Records supplied: Begin
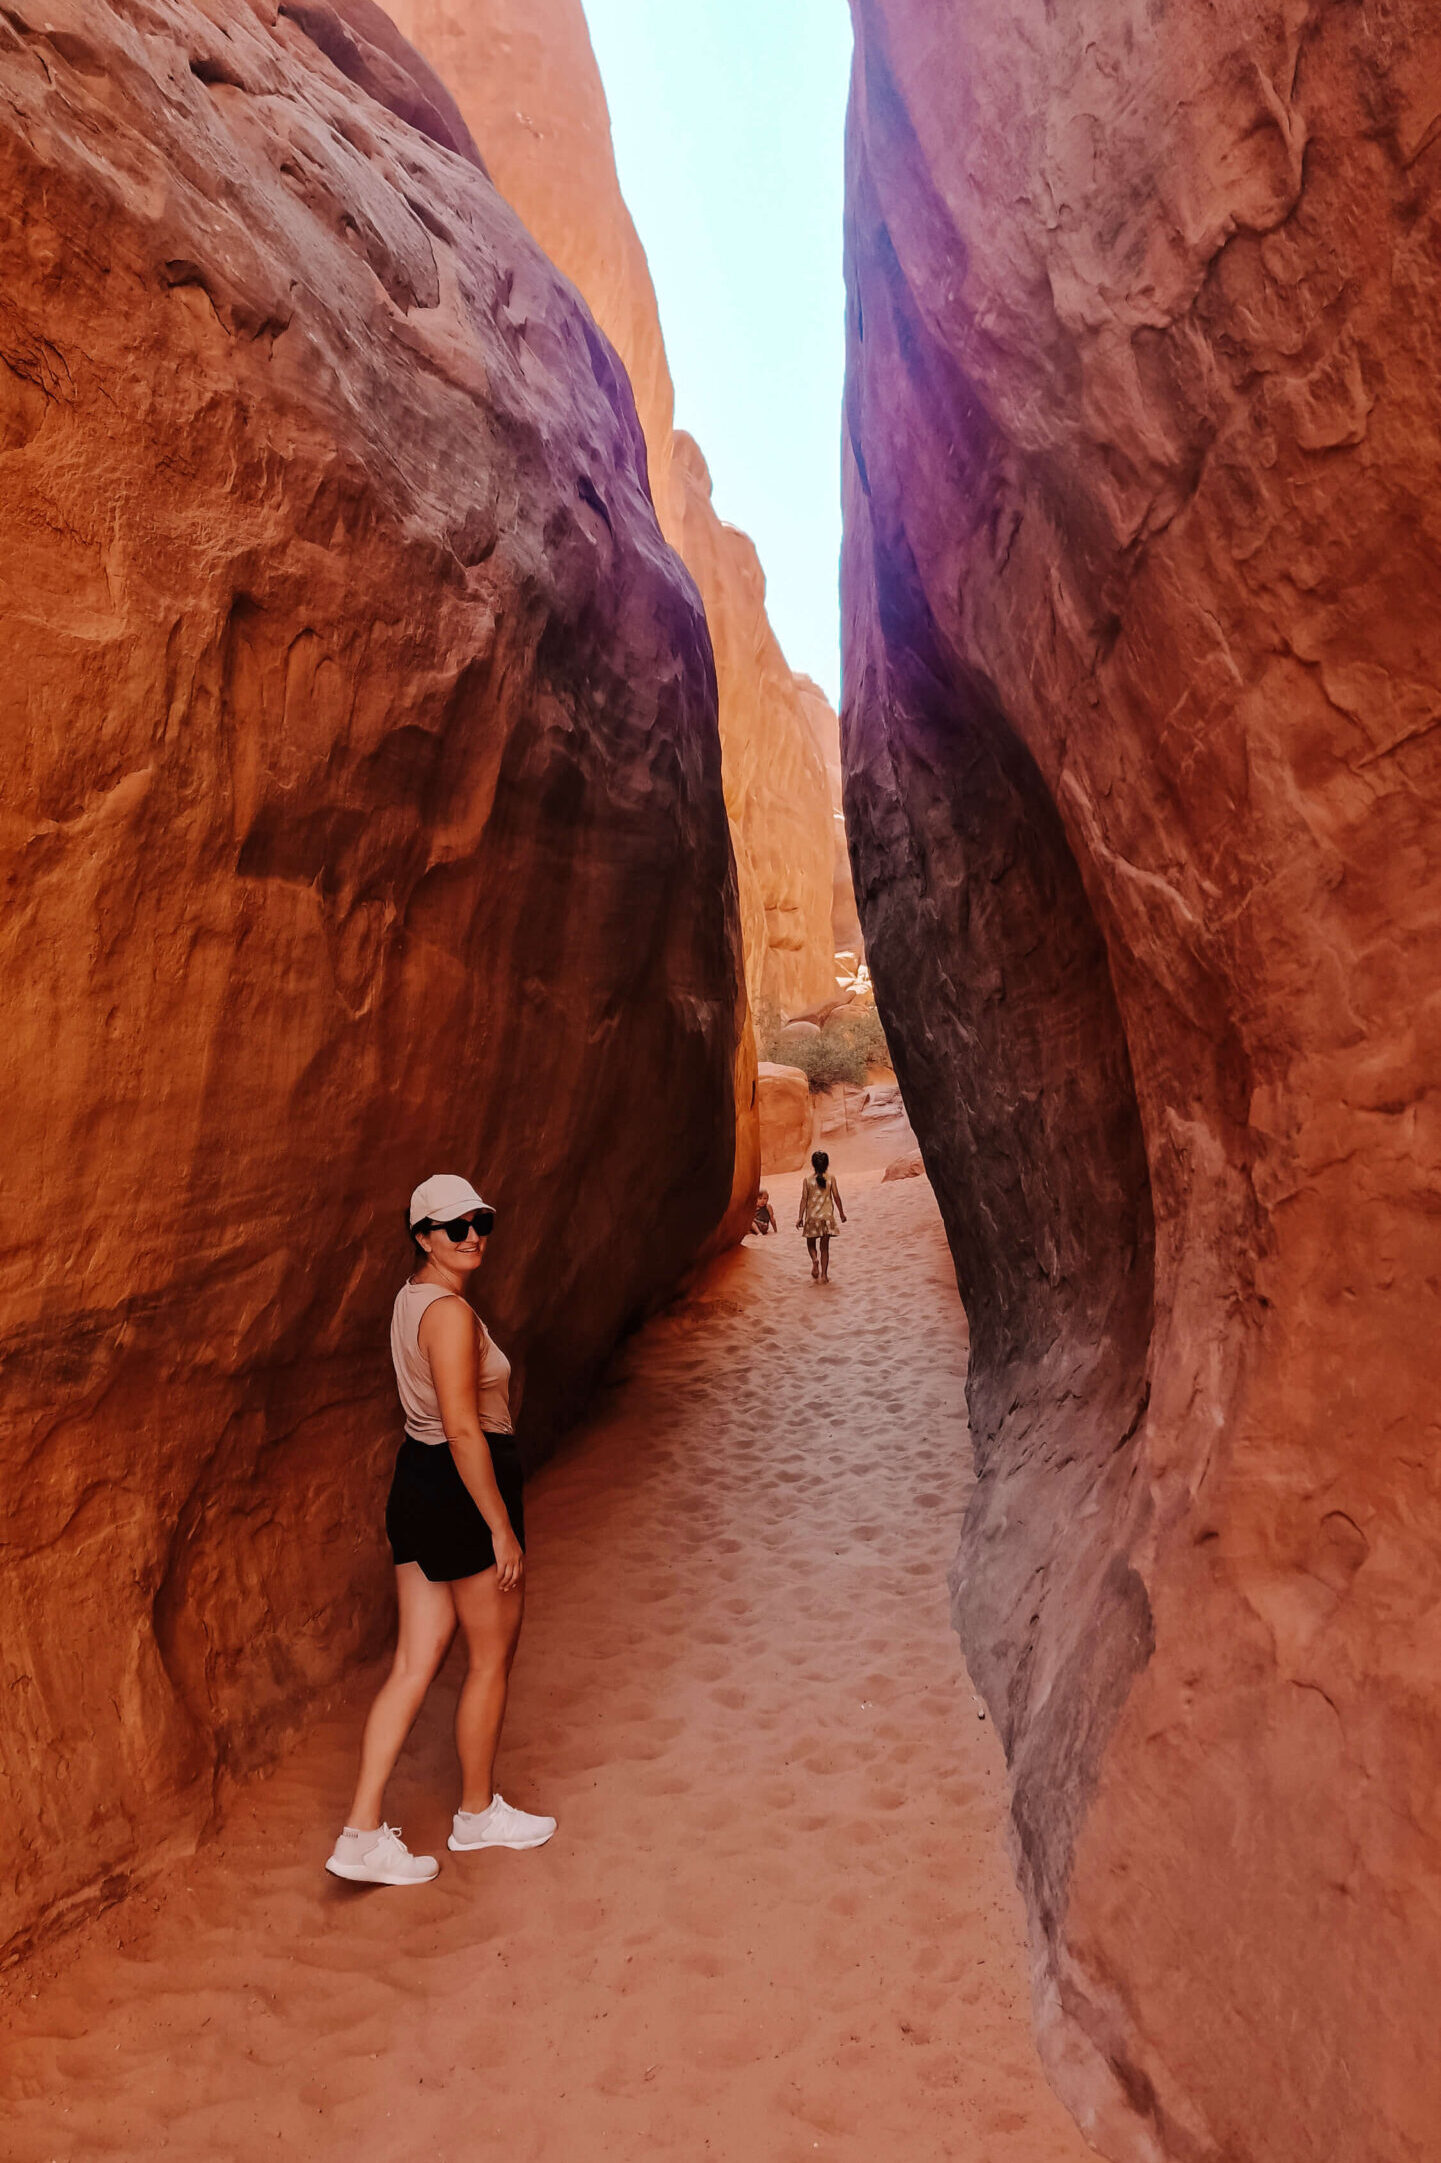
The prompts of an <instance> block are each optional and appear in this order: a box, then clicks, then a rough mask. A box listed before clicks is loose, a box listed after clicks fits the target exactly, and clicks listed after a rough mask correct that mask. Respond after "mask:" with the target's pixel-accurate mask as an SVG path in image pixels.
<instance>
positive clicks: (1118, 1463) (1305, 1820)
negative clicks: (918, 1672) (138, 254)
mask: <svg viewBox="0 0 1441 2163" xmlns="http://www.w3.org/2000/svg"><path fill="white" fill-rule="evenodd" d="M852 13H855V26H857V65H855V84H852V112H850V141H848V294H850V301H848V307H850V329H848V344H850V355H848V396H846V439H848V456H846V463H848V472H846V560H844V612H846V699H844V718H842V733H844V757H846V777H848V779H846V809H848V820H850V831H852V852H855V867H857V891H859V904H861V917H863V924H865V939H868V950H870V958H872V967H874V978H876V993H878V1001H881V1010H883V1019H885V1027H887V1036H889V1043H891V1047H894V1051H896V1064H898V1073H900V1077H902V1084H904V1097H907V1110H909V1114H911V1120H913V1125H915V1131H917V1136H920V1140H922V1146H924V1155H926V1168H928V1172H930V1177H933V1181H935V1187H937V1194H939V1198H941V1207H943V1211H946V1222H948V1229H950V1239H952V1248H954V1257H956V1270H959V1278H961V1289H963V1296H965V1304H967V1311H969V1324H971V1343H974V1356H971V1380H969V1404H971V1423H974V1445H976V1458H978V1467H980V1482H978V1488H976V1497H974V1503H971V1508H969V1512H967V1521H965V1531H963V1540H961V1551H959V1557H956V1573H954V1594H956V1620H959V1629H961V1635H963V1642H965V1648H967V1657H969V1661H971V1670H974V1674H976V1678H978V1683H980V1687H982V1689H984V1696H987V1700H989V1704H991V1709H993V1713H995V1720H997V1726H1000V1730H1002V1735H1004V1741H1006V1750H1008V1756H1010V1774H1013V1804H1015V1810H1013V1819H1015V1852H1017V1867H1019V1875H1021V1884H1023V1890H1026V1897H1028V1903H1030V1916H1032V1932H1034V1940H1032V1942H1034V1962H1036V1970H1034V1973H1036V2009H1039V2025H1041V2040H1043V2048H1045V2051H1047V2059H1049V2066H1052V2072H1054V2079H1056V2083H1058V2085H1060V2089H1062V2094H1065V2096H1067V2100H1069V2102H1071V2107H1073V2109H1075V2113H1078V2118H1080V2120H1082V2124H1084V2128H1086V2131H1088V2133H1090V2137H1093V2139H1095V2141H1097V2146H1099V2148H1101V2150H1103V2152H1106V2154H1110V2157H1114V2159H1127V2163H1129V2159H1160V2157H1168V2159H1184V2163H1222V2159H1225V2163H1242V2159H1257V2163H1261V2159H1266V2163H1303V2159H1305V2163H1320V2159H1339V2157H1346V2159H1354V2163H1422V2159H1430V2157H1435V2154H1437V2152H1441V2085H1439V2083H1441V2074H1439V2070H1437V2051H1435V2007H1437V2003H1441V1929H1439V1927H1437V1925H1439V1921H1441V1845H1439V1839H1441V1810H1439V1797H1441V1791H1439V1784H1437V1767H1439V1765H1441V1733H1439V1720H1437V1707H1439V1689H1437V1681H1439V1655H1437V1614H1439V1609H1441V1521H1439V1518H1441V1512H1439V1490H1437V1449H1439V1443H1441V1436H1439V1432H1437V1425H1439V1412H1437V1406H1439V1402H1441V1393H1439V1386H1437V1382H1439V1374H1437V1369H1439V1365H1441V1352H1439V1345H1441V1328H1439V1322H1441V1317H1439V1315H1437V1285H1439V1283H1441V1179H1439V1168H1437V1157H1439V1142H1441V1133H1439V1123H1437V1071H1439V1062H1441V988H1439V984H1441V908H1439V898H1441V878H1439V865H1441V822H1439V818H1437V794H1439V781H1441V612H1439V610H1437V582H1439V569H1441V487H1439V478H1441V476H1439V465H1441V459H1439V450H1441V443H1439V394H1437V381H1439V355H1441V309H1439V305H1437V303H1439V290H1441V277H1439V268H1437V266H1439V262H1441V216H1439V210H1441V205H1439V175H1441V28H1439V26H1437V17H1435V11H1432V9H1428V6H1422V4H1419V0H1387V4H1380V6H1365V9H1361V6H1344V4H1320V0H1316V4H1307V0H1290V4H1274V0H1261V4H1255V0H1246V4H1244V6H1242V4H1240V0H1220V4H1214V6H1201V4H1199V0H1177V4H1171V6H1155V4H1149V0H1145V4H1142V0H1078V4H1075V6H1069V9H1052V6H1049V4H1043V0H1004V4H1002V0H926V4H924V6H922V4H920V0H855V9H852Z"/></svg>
Records supplied: End
Records supplied: Begin
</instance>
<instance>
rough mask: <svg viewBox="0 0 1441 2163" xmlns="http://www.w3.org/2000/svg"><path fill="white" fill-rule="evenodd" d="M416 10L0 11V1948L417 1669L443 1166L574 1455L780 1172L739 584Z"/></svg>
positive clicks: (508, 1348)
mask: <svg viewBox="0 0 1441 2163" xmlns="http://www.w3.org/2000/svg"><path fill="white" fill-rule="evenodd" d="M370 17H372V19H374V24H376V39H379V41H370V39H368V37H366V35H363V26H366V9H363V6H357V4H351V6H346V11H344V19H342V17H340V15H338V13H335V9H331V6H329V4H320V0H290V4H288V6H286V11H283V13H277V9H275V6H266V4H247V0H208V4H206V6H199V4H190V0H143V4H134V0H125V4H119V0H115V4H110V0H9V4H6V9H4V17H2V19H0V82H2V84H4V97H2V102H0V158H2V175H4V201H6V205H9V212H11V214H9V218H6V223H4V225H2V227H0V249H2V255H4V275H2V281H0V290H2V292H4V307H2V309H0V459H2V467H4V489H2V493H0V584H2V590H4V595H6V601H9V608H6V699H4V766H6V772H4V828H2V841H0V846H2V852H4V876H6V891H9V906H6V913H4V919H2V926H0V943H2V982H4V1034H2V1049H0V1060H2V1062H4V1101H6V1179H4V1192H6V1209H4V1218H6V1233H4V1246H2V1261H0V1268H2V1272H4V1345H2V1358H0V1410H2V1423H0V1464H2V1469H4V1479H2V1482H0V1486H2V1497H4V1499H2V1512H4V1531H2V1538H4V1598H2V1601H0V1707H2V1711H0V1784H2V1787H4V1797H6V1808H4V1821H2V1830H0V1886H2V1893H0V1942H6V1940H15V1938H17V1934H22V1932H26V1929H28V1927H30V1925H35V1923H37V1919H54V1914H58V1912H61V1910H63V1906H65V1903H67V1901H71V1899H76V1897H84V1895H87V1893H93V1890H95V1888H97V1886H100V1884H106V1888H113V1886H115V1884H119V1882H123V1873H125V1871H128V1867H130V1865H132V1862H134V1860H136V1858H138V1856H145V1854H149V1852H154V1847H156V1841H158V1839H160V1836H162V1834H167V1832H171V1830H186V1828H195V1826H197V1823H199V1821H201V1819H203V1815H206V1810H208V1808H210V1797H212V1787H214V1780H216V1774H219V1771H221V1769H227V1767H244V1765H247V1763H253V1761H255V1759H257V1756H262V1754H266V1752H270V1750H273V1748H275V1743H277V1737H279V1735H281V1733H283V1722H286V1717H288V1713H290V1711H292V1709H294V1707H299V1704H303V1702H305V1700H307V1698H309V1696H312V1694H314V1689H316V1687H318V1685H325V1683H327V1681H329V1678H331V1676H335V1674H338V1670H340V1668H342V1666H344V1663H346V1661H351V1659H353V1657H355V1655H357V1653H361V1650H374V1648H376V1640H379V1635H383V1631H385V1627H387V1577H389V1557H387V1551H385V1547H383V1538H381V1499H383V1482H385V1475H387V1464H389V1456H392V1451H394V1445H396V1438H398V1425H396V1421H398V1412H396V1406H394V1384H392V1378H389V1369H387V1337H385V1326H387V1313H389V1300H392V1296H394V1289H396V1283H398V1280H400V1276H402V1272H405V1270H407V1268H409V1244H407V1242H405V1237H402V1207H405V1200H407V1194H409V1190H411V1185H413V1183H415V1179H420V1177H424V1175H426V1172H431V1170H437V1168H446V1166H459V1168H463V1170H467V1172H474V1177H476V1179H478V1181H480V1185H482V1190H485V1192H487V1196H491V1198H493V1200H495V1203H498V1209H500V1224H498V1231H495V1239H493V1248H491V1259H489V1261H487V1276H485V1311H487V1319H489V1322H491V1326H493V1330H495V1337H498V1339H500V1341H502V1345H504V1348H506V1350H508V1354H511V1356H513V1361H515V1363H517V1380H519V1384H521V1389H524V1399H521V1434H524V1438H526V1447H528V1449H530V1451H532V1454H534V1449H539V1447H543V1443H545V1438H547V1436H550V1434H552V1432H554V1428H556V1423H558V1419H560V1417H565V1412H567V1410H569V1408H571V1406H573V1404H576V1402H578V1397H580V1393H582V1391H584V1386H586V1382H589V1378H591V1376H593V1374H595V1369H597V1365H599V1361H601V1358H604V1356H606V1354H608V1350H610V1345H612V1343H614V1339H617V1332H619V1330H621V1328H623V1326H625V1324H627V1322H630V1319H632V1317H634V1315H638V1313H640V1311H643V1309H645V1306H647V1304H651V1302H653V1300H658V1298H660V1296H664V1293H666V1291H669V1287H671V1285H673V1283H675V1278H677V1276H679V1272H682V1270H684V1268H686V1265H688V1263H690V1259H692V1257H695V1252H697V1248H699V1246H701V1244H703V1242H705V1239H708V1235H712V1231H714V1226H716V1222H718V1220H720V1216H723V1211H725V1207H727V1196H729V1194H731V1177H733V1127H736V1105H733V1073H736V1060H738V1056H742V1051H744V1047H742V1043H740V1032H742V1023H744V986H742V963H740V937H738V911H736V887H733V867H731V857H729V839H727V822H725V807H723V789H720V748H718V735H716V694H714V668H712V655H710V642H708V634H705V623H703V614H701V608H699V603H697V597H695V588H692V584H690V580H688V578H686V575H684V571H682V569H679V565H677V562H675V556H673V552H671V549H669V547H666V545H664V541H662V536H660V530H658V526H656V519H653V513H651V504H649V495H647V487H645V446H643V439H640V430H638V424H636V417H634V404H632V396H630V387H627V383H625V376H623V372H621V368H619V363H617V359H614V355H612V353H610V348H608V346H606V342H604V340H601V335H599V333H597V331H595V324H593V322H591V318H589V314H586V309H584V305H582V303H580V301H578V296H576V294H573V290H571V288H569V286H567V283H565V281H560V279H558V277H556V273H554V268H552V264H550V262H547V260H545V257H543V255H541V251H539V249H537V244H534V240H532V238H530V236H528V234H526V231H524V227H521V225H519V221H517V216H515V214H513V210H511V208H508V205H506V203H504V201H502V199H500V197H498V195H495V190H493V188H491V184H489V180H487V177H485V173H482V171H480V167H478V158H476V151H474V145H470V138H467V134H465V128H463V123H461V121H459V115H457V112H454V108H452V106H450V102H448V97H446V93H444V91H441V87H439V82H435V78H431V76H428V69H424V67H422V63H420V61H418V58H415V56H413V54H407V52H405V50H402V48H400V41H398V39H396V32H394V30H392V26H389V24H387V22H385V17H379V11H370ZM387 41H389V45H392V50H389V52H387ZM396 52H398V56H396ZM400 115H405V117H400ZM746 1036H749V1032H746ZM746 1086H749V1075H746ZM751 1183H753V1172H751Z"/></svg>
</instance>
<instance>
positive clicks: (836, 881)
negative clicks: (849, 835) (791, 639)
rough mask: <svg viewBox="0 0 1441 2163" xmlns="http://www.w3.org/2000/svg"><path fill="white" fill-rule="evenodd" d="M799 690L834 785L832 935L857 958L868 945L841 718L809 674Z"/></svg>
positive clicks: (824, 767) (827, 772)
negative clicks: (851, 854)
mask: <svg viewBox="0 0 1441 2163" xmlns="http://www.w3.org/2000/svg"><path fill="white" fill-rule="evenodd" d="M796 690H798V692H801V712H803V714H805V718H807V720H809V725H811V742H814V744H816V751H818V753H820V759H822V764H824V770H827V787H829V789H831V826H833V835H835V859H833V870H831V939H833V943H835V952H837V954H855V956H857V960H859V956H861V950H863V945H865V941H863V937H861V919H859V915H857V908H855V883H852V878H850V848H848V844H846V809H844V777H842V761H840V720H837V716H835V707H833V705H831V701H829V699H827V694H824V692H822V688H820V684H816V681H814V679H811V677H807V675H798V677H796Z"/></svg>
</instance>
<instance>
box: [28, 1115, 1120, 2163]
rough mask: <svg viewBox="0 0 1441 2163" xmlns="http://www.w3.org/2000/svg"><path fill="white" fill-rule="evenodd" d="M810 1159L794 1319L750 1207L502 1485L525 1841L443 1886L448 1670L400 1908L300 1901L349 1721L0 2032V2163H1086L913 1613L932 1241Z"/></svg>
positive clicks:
Records supplied: End
Your objective:
Extract every line above that contains the word "negative" and copy each one in full.

Answer to this problem:
negative clicks: (918, 1672) (138, 254)
negative clicks: (849, 835) (791, 639)
negative clicks: (851, 854)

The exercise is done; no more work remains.